━━━━━ EXTRACTED DATA

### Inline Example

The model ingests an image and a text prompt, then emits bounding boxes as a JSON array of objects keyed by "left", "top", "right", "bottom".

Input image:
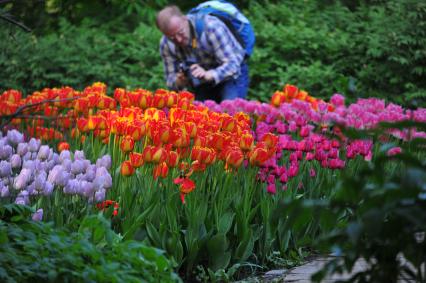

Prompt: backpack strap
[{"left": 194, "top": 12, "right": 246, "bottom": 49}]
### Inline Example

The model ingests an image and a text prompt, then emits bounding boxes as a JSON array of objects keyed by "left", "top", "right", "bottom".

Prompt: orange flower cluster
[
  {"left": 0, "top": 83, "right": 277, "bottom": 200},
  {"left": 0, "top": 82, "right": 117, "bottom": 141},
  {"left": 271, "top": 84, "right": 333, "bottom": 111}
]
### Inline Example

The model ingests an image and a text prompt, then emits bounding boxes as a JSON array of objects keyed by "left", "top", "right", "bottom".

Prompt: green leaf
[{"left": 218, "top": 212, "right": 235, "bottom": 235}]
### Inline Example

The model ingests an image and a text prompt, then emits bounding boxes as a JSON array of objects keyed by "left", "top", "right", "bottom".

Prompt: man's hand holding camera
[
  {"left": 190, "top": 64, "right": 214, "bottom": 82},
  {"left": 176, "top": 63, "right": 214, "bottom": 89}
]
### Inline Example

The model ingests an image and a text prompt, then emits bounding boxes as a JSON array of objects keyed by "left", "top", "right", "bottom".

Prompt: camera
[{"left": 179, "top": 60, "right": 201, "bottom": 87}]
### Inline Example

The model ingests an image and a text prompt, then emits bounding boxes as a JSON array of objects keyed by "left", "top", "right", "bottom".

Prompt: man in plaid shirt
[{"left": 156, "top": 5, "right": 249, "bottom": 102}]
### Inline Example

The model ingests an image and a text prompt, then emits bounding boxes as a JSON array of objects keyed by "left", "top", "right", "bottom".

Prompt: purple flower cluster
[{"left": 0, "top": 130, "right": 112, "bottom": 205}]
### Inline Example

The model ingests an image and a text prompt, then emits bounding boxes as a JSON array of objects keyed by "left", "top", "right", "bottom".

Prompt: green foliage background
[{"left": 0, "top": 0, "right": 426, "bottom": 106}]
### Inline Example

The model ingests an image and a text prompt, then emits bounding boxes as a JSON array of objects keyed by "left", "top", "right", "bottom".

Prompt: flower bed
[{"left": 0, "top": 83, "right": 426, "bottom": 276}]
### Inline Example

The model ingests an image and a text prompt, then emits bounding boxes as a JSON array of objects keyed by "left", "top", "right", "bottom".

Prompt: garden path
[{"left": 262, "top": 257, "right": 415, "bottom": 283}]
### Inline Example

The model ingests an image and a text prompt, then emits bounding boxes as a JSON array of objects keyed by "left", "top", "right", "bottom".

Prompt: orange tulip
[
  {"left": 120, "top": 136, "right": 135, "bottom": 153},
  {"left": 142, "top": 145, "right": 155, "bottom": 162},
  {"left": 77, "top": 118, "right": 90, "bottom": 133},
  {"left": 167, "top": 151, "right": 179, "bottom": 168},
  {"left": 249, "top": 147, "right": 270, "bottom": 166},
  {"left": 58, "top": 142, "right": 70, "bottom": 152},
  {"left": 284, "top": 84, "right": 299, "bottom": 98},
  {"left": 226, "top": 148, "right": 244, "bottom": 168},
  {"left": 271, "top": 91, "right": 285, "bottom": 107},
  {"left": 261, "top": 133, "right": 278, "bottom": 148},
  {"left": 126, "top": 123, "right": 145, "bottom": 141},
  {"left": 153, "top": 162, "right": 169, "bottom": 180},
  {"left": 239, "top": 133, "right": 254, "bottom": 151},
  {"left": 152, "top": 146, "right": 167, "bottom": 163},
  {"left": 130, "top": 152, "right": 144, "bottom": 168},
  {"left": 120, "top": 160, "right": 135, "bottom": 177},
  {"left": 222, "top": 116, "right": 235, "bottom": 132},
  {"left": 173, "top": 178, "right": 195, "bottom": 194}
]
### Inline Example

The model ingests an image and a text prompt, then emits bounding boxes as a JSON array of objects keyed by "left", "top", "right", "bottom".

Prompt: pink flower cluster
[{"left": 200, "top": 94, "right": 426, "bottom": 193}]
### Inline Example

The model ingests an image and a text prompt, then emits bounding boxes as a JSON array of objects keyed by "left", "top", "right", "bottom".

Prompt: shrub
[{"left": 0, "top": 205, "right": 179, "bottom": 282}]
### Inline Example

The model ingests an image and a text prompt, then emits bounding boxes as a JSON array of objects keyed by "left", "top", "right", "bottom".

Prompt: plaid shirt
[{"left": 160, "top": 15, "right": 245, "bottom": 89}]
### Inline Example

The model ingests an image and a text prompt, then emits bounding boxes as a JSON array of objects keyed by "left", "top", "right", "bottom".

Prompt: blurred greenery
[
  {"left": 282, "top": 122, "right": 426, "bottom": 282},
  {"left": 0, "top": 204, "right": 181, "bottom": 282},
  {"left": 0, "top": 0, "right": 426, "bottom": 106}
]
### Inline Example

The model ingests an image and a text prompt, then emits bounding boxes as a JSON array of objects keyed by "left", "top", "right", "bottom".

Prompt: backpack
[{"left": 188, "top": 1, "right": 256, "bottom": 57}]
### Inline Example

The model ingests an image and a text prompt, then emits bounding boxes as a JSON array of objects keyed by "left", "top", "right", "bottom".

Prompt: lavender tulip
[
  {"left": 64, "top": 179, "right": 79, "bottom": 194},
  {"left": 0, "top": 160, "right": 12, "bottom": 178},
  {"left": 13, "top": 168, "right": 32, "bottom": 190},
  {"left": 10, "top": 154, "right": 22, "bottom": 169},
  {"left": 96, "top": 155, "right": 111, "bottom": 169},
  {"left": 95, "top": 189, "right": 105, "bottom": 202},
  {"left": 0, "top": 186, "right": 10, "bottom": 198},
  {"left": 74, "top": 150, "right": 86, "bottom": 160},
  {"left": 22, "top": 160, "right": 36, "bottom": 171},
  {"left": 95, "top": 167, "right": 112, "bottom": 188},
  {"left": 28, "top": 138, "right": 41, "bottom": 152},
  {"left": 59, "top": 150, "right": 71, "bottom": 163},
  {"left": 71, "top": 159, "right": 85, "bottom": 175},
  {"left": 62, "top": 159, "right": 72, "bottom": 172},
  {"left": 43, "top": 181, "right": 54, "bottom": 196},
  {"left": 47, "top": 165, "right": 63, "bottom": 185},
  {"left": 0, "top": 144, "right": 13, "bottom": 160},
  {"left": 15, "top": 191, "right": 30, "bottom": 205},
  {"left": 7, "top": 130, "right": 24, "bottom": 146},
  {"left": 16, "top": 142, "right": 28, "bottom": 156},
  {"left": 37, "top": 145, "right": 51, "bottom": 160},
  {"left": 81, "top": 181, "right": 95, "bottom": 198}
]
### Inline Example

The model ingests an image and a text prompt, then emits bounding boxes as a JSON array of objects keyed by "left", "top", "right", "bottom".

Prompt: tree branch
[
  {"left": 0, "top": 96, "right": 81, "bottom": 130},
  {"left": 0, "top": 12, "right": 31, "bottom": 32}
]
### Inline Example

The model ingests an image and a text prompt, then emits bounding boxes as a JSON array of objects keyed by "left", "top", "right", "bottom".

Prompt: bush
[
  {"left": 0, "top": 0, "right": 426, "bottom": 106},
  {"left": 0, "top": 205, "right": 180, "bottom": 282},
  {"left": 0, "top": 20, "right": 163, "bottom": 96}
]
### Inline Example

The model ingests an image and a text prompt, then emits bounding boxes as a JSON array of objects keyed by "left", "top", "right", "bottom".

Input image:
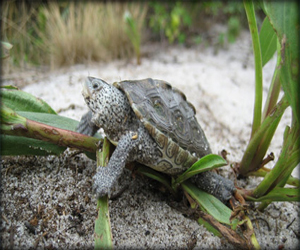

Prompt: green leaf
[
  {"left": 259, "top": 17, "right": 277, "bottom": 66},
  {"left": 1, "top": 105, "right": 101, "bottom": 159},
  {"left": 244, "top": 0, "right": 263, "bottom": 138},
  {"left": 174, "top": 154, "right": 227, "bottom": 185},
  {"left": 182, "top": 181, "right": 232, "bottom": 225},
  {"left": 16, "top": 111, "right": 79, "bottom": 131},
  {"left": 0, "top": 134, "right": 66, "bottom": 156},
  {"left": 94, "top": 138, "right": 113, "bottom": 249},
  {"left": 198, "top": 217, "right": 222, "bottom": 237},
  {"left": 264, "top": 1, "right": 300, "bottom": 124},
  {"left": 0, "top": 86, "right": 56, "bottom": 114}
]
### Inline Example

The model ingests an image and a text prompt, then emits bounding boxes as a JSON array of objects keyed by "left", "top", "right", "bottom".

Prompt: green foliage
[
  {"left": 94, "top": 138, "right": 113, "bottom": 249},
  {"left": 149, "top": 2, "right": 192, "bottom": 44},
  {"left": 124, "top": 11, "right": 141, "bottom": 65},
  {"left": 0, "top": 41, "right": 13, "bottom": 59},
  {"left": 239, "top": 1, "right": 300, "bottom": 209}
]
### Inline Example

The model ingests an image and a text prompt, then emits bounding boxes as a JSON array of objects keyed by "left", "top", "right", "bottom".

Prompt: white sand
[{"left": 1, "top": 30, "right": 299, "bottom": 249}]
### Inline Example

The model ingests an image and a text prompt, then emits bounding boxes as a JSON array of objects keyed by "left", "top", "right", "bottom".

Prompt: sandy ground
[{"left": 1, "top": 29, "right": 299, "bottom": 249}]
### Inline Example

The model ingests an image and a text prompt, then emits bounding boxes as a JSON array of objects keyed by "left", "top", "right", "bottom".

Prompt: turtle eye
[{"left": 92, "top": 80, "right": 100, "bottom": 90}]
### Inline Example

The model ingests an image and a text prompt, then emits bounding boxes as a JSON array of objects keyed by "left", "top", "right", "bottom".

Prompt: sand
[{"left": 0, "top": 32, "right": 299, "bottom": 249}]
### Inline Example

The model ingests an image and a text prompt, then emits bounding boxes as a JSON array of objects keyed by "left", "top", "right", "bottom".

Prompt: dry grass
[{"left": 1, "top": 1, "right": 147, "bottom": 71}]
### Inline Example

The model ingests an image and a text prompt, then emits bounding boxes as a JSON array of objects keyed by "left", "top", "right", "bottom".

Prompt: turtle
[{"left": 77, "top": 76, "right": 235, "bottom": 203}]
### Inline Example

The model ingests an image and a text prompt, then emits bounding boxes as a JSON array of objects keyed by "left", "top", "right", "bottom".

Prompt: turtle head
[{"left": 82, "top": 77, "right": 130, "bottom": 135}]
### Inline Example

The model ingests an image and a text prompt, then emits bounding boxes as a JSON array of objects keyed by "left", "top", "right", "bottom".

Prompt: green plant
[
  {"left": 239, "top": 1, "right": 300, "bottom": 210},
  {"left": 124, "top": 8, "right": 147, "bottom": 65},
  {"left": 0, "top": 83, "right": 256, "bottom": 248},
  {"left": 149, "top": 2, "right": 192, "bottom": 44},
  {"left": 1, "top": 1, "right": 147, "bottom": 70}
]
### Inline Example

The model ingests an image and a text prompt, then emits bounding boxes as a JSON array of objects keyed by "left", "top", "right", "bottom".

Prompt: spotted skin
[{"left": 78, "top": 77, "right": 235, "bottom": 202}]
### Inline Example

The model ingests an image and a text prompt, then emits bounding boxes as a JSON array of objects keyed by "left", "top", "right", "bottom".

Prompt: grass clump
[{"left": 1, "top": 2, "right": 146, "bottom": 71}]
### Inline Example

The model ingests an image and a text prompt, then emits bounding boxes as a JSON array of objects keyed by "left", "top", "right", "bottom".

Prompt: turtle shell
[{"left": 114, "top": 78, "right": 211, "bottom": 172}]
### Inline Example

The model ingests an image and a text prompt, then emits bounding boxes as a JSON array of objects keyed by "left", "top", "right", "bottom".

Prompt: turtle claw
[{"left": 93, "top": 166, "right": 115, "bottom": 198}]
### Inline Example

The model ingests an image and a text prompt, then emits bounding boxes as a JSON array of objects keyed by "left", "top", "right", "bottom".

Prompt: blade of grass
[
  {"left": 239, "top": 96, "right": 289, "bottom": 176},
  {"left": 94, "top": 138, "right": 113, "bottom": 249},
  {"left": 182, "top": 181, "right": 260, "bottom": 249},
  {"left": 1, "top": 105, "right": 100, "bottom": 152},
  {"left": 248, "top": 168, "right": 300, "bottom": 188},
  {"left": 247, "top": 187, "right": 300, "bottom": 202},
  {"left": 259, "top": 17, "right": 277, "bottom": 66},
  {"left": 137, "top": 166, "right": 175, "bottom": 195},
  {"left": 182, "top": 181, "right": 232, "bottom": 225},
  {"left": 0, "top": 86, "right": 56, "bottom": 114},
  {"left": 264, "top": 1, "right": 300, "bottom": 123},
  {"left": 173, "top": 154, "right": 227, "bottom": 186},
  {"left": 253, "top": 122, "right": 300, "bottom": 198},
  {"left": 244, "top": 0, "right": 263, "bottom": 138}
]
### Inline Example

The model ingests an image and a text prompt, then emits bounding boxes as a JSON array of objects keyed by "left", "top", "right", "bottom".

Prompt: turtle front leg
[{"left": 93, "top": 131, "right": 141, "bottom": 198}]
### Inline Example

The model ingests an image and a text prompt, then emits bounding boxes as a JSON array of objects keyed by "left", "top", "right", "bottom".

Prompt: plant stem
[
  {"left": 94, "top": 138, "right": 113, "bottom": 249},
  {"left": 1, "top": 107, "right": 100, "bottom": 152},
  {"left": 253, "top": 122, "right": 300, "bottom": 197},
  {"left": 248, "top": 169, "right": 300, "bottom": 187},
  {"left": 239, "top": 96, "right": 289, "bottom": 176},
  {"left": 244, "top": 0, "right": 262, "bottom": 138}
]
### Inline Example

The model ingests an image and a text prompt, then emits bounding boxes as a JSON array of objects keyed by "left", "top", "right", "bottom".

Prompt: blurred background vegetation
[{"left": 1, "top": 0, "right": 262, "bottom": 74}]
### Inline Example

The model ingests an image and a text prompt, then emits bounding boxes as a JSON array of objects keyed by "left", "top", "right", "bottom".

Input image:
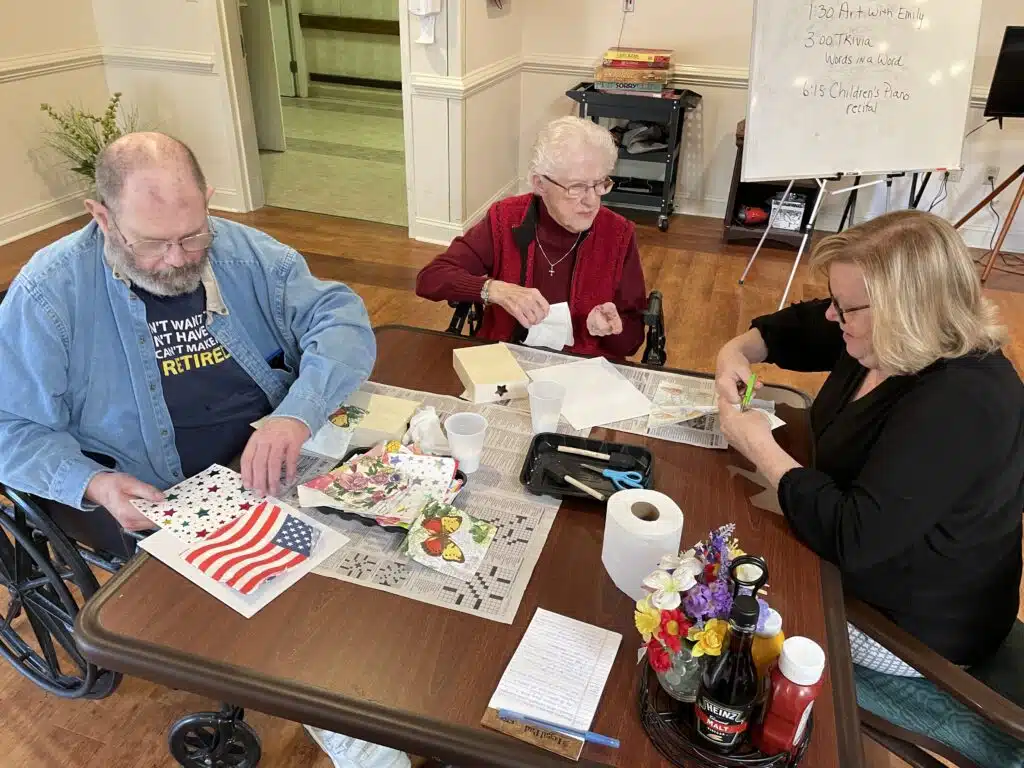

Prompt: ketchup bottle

━━━━━━━━━━

BRIEF
List each line of the rows above that contains the string "turtle". Matching is case-sensitive.

RESULT OF THE TASK
Prompt: turtle eye
Prompt: turtle
Prompt: turtle head
Prompt: turtle shell
Prompt: turtle claw
Prompt: turtle front leg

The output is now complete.